Dataset entries:
## START

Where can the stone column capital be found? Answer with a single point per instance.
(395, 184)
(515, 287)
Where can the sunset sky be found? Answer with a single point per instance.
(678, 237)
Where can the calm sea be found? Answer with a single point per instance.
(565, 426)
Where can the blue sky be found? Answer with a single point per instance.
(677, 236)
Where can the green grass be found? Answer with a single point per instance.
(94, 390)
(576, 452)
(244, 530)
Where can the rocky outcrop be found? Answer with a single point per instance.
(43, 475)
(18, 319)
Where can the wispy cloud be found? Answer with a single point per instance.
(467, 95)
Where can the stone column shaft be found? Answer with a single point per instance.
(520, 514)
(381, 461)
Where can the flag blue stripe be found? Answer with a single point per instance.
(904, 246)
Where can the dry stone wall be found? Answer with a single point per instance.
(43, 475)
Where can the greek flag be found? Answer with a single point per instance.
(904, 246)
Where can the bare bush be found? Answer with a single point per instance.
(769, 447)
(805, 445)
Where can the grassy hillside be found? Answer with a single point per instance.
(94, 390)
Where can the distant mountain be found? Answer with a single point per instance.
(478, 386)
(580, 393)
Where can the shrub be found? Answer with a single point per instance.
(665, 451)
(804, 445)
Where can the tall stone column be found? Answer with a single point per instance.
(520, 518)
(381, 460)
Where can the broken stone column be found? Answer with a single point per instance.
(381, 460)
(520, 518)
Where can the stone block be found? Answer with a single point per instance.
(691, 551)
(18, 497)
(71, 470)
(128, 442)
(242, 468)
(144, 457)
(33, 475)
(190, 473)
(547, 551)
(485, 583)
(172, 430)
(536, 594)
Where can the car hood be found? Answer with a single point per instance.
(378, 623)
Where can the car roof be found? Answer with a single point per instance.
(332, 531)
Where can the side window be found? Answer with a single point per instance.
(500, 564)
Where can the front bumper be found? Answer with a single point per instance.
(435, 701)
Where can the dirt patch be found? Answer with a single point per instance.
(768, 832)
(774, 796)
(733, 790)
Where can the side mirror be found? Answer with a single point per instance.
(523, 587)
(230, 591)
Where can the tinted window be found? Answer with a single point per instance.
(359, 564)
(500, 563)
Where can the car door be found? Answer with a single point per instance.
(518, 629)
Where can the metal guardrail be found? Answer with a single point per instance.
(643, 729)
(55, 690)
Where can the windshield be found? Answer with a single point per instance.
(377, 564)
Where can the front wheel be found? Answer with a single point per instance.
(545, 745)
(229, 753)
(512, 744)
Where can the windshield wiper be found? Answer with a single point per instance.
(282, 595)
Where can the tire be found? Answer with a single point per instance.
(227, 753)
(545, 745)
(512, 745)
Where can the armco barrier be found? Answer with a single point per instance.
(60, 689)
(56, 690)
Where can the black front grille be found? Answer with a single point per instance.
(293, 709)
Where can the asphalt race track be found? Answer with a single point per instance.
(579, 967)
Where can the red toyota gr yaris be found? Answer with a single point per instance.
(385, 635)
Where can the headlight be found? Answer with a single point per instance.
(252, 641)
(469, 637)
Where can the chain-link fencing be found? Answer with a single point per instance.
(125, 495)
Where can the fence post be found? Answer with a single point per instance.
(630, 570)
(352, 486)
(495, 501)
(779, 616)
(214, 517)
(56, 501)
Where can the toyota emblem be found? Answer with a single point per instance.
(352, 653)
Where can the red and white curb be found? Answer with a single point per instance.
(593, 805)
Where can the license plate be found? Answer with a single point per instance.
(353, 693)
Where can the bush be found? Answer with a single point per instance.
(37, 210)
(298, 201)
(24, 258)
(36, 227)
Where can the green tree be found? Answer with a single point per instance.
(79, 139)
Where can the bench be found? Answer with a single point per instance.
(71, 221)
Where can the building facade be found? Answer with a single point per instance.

## END

## [Do this]
Reproduce every line of the material from the line containing "Where can the red and" through the final line, including the requests. Offset each coordinate in the answers by adding 133 to it.

## [Full output]
Where can the red and white curb be found? Answer with a single point per instance.
(726, 938)
Where can the license plate be found? Answer with a single point per instance.
(486, 826)
Where can the bush be found? Answer with a single point per instance.
(170, 343)
(431, 334)
(157, 391)
(169, 360)
Where can the green tree be found? Answer with a single point per instance.
(212, 272)
Where can the bench be found? Answer with a single point per instance.
(204, 354)
Where can the building facade be found? Answer with a single point per instance.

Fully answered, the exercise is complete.